From the text excerpt below on the 520 nm species in DFsc, list every band position given in cm⁻¹ along with the assignment the text gives each one.

- Text excerpt -
########################################

The rates for the formation of the 520 nm species (k₁) are 3 orders of magnitude faster then the rates of formation for the biferric-oxo bridge species in the A₂B₂ DF systems²⁴ but similar to E. coli R2 (~1 s⁻¹),²⁵ suggesting that the diiron site in DFsc is quite accessible to dioxygen and ready for rapid reaction. The 520 nm species formed in DFscE11D is more stable with respect to loss of Fe^III (vide supra) and displayed more intense resonance Raman (rR) features enabling the absorption band to be profiled.

rR spectroscopy was used to characterize the 520 nm species in DFsc and DFscE11D (Figure 2). Both spectra, taken with 530 nm laser excitation, exhibit highly similar resonance enhanced vibrations (based on loss of these features in spectra taken off-resonance at 752 nm excitation). The intensity pattern and energy of the bands at 1178, 1279, 1502, and 1602 cm⁻¹ (labeled for DFscE11D in Figure 2) correlate well with δ_C–H, ν_C–O, ν_C–C, and ν_C–C modes, respectively, of a phenolate bound to Fe^III, and the features at 841 and 889 cm⁻¹ are assigned as a metal-coordinated tyrosyl Fermi doublet, frequently observed in the rR spectra from tyr→Fe^III charge transfer transitions in enzymes such as purple acid phosphatase and catechol 1,2-dioxygenase.^26-28 No isotope shift was observed for these features using either ¹⁸O₂ or H₂¹⁸O (data not shown) thus confirming that these vibrations are associated with coordination of a tyr residue producing a tyr→Fe^III CT. Since at low temperature the 520 nm species does not show a MCD signal (Figure S4) the oxidized site must be diamagnetic and consist of two antiferromagnetically coupled ferric ions. Thus oxidation of the biferrous DFsc cofactor site produces a tyrosine-bound biferric site.

Figure 2.

Resonance Raman spectra of O₂ reacted DFsc (black) and DFsc-E11D (blue). Spectra were obtained with 530 nm laser excitation and the specifics of experiment are in Supporting Information. Inset shows enhancement profiles for DFscE11D of the labeled features as a function of excitation energy.

########################################

- Available data -
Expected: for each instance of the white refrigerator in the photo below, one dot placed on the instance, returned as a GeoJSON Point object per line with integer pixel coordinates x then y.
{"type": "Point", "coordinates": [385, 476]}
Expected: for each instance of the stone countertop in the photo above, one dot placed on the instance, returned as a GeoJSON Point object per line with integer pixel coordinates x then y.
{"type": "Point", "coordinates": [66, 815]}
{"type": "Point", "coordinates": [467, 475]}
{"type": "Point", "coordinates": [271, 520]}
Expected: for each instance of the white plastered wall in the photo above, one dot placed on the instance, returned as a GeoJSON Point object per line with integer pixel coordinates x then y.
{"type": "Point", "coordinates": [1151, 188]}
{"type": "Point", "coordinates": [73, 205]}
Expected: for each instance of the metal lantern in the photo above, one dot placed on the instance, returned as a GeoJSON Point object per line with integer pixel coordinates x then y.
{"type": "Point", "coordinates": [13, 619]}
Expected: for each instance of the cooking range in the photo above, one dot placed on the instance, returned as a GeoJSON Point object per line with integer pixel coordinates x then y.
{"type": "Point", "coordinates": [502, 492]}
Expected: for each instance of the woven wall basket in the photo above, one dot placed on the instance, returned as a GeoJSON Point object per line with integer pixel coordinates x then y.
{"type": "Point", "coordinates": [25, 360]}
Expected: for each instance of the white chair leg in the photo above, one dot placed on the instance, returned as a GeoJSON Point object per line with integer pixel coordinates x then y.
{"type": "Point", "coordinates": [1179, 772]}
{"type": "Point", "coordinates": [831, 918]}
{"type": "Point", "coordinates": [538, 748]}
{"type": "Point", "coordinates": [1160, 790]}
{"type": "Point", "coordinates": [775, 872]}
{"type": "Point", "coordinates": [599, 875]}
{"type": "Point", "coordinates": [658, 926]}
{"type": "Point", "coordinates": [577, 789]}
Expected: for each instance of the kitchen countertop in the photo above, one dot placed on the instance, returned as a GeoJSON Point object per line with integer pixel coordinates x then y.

########################################

- Result below -
- 1178 cm⁻¹: δ_C–H mode of a phenolate bound to Fe^III
- 1279 cm⁻¹: ν_C–O mode of a phenolate bound to Fe^III
- 1502 cm⁻¹: ν_C–C mode of a phenolate bound to Fe^III
- 1602 cm⁻¹: ν_C–C mode of a phenolate bound to Fe^III
- 841 cm⁻¹: part of a metal-coordinated tyrosyl Fermi doublet
- 889 cm⁻¹: part of a metal-coordinated tyrosyl Fermi doublet